» Goal of the exercise:
Count how many lines in the material below contain the string "bracelet", matching case exactly. Reply with the number only.

— start Given data —

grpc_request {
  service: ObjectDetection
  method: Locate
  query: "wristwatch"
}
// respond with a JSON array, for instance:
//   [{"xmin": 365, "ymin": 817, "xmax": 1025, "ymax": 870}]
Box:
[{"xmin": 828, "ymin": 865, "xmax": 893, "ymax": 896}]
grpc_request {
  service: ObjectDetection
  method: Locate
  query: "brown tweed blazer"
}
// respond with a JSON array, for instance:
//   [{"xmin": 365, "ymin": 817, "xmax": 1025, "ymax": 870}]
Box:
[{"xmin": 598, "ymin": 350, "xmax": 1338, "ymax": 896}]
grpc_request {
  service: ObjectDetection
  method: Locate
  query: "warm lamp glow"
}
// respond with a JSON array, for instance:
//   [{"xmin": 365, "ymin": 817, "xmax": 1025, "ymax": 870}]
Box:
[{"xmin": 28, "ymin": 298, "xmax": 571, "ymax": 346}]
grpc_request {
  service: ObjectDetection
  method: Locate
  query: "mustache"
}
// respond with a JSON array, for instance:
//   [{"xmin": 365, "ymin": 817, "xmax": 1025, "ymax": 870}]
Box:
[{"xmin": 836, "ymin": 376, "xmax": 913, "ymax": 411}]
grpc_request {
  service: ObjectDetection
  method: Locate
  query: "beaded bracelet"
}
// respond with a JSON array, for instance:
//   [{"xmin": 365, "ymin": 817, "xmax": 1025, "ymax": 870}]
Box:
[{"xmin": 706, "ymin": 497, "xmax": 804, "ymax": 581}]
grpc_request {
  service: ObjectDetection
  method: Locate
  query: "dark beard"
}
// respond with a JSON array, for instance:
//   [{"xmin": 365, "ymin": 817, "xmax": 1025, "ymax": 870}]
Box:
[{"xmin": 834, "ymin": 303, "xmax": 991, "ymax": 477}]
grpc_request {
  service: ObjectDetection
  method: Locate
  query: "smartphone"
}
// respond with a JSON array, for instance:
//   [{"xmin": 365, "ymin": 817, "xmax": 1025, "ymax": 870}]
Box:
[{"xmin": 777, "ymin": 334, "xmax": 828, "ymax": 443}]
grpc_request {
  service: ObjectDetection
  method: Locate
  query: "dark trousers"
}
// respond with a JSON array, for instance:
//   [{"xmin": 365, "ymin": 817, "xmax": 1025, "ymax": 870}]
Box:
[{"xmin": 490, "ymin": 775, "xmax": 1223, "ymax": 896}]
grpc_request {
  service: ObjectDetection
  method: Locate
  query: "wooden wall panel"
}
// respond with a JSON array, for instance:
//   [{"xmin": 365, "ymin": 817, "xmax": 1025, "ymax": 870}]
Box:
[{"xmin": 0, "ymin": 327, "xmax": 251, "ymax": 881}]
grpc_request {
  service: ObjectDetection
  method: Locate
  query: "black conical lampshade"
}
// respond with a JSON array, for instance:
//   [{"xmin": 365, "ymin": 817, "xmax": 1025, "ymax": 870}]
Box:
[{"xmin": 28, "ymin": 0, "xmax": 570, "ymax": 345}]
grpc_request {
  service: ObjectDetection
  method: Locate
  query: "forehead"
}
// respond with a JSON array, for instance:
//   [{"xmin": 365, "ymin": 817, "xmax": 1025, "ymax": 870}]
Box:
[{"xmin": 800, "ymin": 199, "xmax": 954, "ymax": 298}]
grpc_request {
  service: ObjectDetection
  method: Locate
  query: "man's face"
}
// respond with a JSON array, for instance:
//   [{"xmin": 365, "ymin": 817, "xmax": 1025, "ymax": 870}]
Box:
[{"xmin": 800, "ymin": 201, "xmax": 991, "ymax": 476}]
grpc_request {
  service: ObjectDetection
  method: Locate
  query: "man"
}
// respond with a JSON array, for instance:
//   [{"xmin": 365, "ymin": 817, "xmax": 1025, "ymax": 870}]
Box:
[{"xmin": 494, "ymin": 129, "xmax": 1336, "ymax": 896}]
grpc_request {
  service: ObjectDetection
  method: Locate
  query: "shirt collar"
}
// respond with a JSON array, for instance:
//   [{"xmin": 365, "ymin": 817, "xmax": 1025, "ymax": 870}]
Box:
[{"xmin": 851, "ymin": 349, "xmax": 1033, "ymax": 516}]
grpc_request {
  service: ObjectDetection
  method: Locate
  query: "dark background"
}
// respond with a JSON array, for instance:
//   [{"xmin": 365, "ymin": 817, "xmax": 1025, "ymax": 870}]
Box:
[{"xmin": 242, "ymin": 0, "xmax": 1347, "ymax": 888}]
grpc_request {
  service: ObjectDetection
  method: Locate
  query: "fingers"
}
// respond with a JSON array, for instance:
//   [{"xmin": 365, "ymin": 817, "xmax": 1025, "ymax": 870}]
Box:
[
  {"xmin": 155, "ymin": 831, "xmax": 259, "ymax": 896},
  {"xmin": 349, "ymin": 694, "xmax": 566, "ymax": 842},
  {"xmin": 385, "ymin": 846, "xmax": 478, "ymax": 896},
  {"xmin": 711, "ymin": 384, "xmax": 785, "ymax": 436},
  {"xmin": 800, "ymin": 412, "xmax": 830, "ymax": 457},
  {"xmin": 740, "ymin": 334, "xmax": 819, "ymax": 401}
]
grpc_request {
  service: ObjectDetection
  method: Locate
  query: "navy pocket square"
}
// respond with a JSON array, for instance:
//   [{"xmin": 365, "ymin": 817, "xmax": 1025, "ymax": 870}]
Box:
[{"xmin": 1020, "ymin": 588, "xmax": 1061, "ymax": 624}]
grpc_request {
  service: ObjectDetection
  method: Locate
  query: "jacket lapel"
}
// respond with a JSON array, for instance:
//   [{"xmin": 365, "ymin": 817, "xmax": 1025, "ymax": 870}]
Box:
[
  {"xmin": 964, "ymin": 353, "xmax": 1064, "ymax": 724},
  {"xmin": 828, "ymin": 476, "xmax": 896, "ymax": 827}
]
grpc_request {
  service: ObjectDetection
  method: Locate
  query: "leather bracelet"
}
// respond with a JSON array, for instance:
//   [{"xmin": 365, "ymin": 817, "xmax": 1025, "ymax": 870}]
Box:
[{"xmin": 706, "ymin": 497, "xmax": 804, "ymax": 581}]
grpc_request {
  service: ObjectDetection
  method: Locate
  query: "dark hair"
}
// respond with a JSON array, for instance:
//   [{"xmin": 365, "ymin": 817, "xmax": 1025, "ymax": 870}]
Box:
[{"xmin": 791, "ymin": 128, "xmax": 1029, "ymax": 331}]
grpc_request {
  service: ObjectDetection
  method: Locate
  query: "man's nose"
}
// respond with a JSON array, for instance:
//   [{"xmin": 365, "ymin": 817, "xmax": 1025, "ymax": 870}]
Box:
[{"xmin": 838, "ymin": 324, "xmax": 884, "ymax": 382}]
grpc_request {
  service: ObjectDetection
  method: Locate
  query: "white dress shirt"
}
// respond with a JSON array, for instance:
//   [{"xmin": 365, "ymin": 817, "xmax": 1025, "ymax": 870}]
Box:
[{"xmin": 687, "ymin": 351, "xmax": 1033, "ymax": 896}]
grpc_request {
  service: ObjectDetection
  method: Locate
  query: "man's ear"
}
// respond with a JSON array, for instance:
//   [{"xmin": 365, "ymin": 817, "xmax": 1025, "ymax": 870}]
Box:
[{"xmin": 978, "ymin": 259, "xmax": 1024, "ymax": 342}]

— end Given data —

» Solution for this problem:
2